Photo object pointing rows
◇ ◇ ◇ ◇ ◇ ◇ ◇
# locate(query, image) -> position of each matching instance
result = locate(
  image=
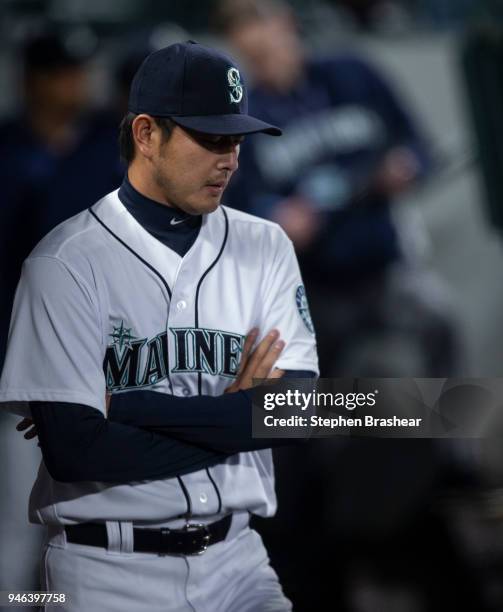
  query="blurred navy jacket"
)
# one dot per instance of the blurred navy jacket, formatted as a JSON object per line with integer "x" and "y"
{"x": 337, "y": 123}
◇ ◇ ◇ ◇ ◇ ◇ ◇
[Given exercise]
Swap every "navy jacket" for "gray coat" in all of the rows above and reproduce the lines with nothing else changed. Omit the pictures from your answer.

[Output]
# locate(query, image) -> position of each matching instance
result = locate(
  image=
  query="blurred gray coat"
)
# one dot per instance of the blurred gray coat, formatted as a JSON object per line with integer "x" and "y"
{"x": 337, "y": 123}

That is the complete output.